■ Directions
Starting with the line that contains "target: green dice", copy every line through the end of the data below, exactly and with nothing added.
========
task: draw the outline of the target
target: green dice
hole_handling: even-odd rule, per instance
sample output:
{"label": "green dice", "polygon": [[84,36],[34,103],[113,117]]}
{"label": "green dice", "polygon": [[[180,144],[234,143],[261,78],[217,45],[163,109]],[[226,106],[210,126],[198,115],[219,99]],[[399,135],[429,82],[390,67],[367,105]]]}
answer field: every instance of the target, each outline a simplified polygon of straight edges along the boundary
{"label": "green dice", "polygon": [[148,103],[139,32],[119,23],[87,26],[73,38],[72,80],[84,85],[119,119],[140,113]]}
========
■ Written answer
target: green dice
hole_handling: even-odd rule, per instance
sample output:
{"label": "green dice", "polygon": [[84,36],[34,103],[113,117]]}
{"label": "green dice", "polygon": [[[180,144],[234,143],[261,78],[217,45],[163,109]],[[226,106],[210,126],[198,115],[219,99]],[[399,135],[429,82],[390,67],[367,105]]]}
answer field: every instance of the target, each outline a simplified polygon of straight edges along the boundary
{"label": "green dice", "polygon": [[148,103],[139,32],[119,23],[87,26],[73,38],[72,80],[84,85],[119,119],[140,113]]}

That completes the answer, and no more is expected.